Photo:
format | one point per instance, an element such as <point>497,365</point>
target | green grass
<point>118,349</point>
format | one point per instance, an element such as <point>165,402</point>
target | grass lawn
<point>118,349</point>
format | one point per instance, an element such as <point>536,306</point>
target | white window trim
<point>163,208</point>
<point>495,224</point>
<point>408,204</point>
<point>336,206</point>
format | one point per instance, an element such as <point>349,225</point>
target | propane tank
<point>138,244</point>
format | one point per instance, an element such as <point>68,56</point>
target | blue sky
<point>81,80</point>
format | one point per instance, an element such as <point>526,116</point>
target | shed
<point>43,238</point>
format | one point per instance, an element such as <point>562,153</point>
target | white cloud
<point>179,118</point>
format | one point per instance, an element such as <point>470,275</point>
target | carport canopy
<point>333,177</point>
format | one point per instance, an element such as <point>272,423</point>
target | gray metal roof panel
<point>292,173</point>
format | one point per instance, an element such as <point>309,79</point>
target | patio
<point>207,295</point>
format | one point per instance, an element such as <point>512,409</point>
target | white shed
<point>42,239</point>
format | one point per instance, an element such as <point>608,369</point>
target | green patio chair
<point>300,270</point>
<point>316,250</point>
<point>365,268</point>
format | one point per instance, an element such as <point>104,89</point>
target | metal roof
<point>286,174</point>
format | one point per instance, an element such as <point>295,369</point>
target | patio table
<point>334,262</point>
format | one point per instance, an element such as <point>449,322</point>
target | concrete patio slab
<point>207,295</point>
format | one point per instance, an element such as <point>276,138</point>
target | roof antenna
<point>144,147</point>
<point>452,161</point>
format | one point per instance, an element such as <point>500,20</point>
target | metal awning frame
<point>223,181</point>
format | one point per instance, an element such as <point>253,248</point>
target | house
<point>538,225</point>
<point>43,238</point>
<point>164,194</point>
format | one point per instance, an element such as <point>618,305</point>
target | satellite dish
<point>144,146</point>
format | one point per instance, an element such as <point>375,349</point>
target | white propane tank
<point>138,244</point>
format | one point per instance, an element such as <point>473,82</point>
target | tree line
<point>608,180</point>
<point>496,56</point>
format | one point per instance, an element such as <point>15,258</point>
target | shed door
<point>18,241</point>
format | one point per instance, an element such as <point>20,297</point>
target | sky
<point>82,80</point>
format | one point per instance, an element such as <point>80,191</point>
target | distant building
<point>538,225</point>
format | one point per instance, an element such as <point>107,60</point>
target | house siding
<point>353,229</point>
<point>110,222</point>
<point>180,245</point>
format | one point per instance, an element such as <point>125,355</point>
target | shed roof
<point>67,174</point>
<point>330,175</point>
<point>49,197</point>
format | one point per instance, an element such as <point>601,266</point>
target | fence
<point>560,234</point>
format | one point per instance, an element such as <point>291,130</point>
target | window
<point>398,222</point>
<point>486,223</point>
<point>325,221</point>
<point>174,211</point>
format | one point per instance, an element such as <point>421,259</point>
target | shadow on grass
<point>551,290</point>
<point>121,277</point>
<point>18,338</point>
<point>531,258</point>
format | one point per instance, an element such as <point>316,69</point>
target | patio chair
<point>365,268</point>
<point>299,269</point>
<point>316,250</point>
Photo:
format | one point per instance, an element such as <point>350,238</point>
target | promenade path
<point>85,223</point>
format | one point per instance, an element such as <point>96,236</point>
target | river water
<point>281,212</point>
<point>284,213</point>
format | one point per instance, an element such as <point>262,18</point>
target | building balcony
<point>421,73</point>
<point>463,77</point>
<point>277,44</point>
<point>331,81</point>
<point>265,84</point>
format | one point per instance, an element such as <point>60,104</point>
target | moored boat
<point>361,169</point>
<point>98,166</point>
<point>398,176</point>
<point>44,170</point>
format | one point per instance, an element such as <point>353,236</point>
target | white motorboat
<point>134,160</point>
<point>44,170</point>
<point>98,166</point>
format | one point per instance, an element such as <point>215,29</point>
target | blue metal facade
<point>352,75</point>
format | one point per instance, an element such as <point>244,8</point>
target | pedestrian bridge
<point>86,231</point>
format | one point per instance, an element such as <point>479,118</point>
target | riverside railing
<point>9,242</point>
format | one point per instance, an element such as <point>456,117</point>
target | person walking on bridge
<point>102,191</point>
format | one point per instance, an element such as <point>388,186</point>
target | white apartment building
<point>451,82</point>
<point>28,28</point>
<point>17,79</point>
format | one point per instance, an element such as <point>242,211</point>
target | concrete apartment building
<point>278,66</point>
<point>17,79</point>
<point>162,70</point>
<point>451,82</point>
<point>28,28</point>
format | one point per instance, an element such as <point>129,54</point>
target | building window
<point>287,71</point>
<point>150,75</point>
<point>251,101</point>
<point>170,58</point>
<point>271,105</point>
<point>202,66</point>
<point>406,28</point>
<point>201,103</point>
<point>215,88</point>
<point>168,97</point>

_ _ _ _

§ YOUR GOAL
Return the entries in full. Do not alter them.

§ OUTPUT
Photo:
format | one point per instance, an element such as <point>497,365</point>
target | green grass
<point>118,349</point>
format | one point per instance, an element such as <point>165,402</point>
target | grass lawn
<point>118,349</point>
format | one point per instance, an element such as <point>536,306</point>
target | white window trim
<point>163,208</point>
<point>495,224</point>
<point>408,204</point>
<point>336,206</point>
format | one point per instance, an element such as <point>349,225</point>
target | propane tank
<point>138,244</point>
format | one point per instance, an element such as <point>68,56</point>
target | blue sky
<point>81,80</point>
format | one point per instance, an element such as <point>526,116</point>
target | shed
<point>43,238</point>
format | one point per instance, an element such as <point>562,153</point>
target | white cloud
<point>179,118</point>
format | one point per instance, an element such as <point>470,275</point>
target | carport canopy
<point>333,177</point>
format | one point per instance, an element such as <point>272,423</point>
target | gray metal roof panel
<point>292,173</point>
format | one point per instance, an element such as <point>309,79</point>
target | patio
<point>207,295</point>
format | one point per instance, an element such as <point>512,409</point>
target | white shed
<point>42,239</point>
format | one point per instance, an element such as <point>608,369</point>
target | green patio chair
<point>300,270</point>
<point>316,250</point>
<point>365,268</point>
format | one point per instance, an element such as <point>104,89</point>
target | metal roof
<point>286,174</point>
format | one point per instance, an element such as <point>295,369</point>
target | patio table
<point>334,262</point>
format | one point per instance, an element such as <point>449,322</point>
target | concrete patio slab
<point>207,295</point>
format | one point per instance, an element such as <point>276,138</point>
target | roof antenna
<point>144,147</point>
<point>452,161</point>
format | one point per instance, an element such as <point>500,20</point>
target | metal awning frame
<point>223,181</point>
format | one point per instance, an element such as <point>253,248</point>
target | house
<point>538,225</point>
<point>43,238</point>
<point>164,194</point>
format | one point per instance, an element such as <point>618,305</point>
target | satellite dish
<point>144,146</point>
format | one point per instance, an element such as <point>375,349</point>
target | white propane tank
<point>138,244</point>
format | one point per instance, an element such as <point>473,82</point>
target | tree line
<point>608,180</point>
<point>496,56</point>
format | one point per instance, an element such as <point>15,258</point>
target | shed door
<point>18,241</point>
format | one point per instance, an element such as <point>20,297</point>
target | sky
<point>82,80</point>
format | one point per instance, an element such as <point>80,191</point>
target | distant building
<point>538,225</point>
format | one point per instance, an element such as <point>107,60</point>
target | house siding
<point>353,229</point>
<point>110,222</point>
<point>180,245</point>
format | one point per instance, an element such as <point>125,355</point>
target | shed roof
<point>67,174</point>
<point>330,175</point>
<point>49,197</point>
format | one point per instance, an element such as <point>601,266</point>
target | fence
<point>560,234</point>
format | one point per instance, an element such as <point>291,130</point>
target | window
<point>398,222</point>
<point>486,223</point>
<point>325,221</point>
<point>174,211</point>
format | one point per instance, an element such as <point>421,259</point>
target | shadow on grass
<point>551,290</point>
<point>121,277</point>
<point>18,338</point>
<point>531,258</point>
format | one point per instance, an element such as <point>316,69</point>
target | patio chair
<point>365,268</point>
<point>299,269</point>
<point>316,250</point>
Photo:
format | one point per instance, an element such as <point>350,238</point>
target | promenade path
<point>85,223</point>
format | one point per instance, an element such as <point>96,236</point>
target | river water
<point>281,212</point>
<point>284,213</point>
format | one point per instance, an element such as <point>262,18</point>
target | building balcony
<point>421,73</point>
<point>463,77</point>
<point>277,44</point>
<point>331,81</point>
<point>265,84</point>
format | one point per instance, an element such as <point>60,104</point>
target | moored boat
<point>361,169</point>
<point>98,166</point>
<point>398,176</point>
<point>44,170</point>
format | one point per instance, an element such as <point>353,236</point>
target | white motorboat
<point>134,160</point>
<point>44,170</point>
<point>98,166</point>
format | one point per instance, an element such as <point>215,29</point>
target | blue metal facade
<point>352,75</point>
format | one point per instance, an element such as <point>244,8</point>
target | pedestrian bridge
<point>86,231</point>
format | one point per instance, an element such as <point>479,118</point>
target | riverside railing
<point>9,242</point>
format | one point per instance, an element such as <point>456,117</point>
target | person walking on bridge
<point>102,191</point>
format | one point per instance, an element such as <point>388,186</point>
target | white apartment building
<point>451,82</point>
<point>28,28</point>
<point>17,79</point>
format | one point per instance, an element such as <point>242,211</point>
target | concrete apartment building
<point>278,66</point>
<point>17,79</point>
<point>162,70</point>
<point>451,82</point>
<point>28,28</point>
format | one point per instance, an element such as <point>129,54</point>
target | building window
<point>287,71</point>
<point>150,75</point>
<point>251,101</point>
<point>170,58</point>
<point>271,105</point>
<point>202,66</point>
<point>406,28</point>
<point>201,103</point>
<point>215,88</point>
<point>168,97</point>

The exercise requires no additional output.